- Work instruction A: Write out the passage of the Rust debugging page from "The dbg! Macro" up to and including "factorial(n - 1))", with no changes.

- Text shown:
* * * * * * * * *
Debugging Rust Code
Rust's compiler catches a large class of bugs before your program ever runs, but
logic errors, unexpected panics, and performance surprises still happen. Rust has
a rich set of debugging tools — from quick inline inspection with dbg! all the
way to full symbolic debugging with LLDB. This page walks through the full toolkit
from least to most effort.
The dbg! Macro
dbg!(expr) is Rust's most useful quick-debugging tool. It:
- Prints the source file and line number, the expression text, and the value to stderr.
- Returns the value unchanged — so you can wrap any sub-expression without restructuring your code.
fn factorial(n: u64) -> u64 {
if dbg!(n) <= 1 {
return 1;
}
dbg!(n * factorial(n - 1))
* * * * * * * * *
(Saved entries)
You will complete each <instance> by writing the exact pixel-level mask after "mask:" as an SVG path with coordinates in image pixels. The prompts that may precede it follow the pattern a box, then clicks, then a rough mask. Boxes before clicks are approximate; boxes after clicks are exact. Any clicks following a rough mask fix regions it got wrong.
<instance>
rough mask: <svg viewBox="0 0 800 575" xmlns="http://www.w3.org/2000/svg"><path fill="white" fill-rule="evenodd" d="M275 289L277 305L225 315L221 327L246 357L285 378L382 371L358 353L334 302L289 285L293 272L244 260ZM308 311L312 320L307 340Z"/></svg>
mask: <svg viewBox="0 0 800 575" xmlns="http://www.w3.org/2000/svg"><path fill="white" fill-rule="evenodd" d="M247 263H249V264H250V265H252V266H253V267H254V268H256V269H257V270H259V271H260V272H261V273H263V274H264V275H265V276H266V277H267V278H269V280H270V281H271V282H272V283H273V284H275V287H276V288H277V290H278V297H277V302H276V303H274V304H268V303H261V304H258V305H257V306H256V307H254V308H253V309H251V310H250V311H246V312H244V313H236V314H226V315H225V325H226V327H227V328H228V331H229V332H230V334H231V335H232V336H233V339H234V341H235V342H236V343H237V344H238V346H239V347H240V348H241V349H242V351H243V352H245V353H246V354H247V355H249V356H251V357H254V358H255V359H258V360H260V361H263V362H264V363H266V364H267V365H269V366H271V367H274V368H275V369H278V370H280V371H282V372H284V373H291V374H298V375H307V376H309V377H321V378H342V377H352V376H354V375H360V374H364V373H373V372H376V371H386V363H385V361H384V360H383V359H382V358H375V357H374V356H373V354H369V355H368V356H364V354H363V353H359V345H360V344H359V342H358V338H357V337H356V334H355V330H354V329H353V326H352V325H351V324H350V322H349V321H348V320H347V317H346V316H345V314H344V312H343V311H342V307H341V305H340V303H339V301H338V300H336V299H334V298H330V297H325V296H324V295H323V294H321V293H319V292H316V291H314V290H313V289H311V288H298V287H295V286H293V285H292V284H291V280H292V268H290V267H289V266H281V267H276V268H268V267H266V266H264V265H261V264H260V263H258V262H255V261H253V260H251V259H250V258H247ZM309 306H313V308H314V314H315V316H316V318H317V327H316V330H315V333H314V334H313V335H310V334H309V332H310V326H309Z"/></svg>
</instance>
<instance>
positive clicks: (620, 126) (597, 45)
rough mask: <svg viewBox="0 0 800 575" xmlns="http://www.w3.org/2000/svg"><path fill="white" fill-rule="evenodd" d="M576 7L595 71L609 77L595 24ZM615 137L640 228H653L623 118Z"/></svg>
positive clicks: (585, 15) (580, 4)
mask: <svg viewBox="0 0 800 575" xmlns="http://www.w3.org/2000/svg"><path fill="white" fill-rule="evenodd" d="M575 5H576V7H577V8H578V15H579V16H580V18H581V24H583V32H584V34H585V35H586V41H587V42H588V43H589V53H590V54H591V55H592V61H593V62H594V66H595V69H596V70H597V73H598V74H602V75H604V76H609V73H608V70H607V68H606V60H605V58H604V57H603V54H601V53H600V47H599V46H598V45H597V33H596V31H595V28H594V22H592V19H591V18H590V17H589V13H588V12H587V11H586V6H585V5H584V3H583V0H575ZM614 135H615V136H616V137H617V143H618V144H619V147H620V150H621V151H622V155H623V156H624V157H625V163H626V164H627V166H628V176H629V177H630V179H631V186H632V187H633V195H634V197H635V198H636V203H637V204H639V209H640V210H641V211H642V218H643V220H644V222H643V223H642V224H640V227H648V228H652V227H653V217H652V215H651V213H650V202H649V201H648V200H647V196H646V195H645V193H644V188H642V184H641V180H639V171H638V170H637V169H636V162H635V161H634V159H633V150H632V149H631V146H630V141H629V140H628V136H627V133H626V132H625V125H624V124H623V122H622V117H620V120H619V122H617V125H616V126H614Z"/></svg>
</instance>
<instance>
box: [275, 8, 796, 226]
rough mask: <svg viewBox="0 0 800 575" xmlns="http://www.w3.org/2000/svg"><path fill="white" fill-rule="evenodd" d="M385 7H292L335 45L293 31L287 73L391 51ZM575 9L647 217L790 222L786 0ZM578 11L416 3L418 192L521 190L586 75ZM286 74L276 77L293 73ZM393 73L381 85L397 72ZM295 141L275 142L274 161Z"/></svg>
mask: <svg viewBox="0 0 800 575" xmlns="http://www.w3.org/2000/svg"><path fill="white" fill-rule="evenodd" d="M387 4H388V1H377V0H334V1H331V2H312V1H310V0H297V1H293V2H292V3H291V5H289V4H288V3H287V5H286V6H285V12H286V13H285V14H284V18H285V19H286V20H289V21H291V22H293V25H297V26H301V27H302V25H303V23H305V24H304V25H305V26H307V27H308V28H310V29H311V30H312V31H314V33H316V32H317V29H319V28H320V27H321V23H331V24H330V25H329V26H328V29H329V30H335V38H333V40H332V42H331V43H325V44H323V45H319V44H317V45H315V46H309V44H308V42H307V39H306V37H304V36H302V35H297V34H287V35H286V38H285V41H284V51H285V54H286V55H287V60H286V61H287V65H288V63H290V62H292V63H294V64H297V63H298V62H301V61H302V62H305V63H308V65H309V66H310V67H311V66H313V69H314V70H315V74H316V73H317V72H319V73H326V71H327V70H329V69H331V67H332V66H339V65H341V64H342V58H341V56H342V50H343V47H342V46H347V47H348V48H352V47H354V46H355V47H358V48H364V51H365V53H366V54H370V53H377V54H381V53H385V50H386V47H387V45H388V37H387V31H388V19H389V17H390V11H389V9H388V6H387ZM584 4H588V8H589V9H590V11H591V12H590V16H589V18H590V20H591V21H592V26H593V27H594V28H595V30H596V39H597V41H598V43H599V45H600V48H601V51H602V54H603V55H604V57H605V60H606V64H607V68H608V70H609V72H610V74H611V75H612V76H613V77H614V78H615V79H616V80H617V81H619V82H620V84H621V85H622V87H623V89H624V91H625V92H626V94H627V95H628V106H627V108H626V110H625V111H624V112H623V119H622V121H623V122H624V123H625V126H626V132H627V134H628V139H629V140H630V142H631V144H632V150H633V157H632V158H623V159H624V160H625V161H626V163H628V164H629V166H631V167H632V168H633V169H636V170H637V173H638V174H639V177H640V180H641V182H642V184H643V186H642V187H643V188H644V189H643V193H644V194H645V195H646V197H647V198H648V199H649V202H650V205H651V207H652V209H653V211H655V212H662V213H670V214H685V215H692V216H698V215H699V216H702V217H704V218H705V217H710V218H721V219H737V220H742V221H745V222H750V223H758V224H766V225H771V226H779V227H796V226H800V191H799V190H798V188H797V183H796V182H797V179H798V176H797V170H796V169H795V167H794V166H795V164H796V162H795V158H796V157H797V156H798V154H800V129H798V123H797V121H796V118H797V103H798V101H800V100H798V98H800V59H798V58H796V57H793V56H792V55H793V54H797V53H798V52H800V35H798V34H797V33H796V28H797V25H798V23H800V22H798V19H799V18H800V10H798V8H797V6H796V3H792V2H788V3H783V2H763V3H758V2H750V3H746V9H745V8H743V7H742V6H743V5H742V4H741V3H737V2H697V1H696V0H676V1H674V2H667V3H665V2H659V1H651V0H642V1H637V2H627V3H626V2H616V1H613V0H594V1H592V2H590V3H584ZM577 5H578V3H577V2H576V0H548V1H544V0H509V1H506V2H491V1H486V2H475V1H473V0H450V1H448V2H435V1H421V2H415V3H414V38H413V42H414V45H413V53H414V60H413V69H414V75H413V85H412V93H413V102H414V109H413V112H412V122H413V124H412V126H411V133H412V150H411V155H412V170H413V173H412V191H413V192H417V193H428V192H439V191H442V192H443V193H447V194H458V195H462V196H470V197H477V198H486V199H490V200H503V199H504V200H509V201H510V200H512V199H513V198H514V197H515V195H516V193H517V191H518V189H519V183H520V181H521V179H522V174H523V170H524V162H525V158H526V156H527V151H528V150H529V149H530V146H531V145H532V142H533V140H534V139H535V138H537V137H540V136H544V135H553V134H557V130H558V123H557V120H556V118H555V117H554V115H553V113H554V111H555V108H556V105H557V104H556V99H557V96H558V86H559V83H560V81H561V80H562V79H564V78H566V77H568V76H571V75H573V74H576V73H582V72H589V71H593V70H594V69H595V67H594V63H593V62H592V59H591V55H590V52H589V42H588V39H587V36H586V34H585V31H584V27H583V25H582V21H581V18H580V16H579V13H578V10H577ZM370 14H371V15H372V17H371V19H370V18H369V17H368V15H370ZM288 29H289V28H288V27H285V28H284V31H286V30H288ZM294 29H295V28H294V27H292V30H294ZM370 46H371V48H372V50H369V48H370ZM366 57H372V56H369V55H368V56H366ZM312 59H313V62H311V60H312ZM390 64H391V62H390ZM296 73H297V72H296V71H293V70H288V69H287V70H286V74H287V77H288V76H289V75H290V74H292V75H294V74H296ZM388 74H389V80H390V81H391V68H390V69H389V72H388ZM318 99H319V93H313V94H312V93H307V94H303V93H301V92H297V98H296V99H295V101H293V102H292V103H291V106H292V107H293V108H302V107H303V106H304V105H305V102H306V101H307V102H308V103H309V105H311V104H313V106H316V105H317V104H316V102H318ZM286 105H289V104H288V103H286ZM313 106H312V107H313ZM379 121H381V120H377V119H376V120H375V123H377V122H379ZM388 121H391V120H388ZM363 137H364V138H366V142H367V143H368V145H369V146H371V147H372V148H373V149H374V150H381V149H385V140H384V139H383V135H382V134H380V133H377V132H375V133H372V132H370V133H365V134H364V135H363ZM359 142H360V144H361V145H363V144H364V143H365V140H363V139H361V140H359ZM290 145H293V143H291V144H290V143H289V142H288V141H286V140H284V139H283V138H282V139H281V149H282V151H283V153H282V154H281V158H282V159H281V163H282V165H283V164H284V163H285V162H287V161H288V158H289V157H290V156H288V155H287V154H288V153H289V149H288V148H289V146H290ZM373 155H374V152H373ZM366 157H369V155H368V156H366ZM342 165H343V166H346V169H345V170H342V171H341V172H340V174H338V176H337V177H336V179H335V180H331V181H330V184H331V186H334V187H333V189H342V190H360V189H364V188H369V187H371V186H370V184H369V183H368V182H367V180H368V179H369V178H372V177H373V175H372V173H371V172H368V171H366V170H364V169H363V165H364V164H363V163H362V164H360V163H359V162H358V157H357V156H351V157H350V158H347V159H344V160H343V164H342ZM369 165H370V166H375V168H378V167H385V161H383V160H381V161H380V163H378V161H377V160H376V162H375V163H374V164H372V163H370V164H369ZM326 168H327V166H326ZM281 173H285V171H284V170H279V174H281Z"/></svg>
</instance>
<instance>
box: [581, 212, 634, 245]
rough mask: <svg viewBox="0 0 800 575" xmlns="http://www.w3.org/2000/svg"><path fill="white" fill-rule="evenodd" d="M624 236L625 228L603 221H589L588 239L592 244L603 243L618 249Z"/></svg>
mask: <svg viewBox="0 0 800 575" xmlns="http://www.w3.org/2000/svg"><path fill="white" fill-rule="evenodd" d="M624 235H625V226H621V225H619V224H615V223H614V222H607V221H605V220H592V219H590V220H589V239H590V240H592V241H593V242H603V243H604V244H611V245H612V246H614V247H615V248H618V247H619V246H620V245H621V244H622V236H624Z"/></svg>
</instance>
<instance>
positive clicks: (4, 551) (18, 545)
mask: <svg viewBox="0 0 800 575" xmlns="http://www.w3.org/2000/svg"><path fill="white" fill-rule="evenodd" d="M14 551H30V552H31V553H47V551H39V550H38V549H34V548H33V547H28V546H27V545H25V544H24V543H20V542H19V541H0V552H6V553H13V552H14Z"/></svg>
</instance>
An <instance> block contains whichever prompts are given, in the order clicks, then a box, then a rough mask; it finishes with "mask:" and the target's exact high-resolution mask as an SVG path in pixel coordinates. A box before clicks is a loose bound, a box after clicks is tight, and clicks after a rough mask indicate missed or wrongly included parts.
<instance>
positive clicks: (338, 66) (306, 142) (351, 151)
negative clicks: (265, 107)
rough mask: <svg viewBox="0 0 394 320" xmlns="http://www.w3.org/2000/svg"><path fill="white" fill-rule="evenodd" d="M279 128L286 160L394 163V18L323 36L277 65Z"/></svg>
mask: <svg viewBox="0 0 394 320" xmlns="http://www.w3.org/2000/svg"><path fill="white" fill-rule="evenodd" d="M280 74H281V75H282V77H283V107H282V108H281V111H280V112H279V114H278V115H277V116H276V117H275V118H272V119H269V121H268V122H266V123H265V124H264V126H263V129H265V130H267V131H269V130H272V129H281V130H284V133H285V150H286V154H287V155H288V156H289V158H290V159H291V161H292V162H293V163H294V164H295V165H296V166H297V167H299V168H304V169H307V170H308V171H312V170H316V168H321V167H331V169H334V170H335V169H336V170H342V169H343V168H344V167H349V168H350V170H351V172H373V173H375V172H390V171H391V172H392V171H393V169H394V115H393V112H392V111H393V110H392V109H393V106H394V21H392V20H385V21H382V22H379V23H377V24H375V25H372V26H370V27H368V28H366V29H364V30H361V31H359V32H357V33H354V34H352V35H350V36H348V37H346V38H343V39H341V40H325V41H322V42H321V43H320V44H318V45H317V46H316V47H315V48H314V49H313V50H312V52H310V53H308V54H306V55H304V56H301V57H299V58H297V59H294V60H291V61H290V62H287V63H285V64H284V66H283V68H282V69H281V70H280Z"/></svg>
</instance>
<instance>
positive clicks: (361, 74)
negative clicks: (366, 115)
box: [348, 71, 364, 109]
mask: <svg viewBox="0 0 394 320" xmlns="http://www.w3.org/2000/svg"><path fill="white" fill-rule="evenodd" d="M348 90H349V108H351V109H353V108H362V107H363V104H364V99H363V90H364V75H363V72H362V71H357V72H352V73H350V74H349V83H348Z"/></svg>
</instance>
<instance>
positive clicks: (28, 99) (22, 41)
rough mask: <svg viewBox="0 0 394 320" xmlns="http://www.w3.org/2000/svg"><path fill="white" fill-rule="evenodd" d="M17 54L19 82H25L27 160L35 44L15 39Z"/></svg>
* * * * * * * * *
- Work instruction B: Extract the listing word for word, from its first line up to and including the line with "289L277 305L225 315L221".

- Written answer A:
The dbg! Macro
dbg!(expr) is Rust's most useful quick-debugging tool. It:
- Prints the source file and line number, the expression text, and the value to stderr.
- Returns the value unchanged — so you can wrap any sub-expression without restructuring your code.
fn factorial(n: u64) -> u64 {
if dbg!(n) <= 1 {
return 1;
}
dbg!(n * factorial(n - 1))

- Written answer B:
You will complete each <instance> by writing the exact pixel-level mask after "mask:" as an SVG path with coordinates in image pixels. The prompts that may precede it follow the pattern a box, then clicks, then a rough mask. Boxes before clicks are approximate; boxes after clicks are exact. Any clicks following a rough mask fix regions it got wrong.
<instance>
rough mask: <svg viewBox="0 0 800 575" xmlns="http://www.w3.org/2000/svg"><path fill="white" fill-rule="evenodd" d="M275 289L277 305L225 315L221 327L246 357L285 378L382 371L358 353L334 302L289 285L293 272L244 260ZM308 311L312 320L307 340Z"/></svg>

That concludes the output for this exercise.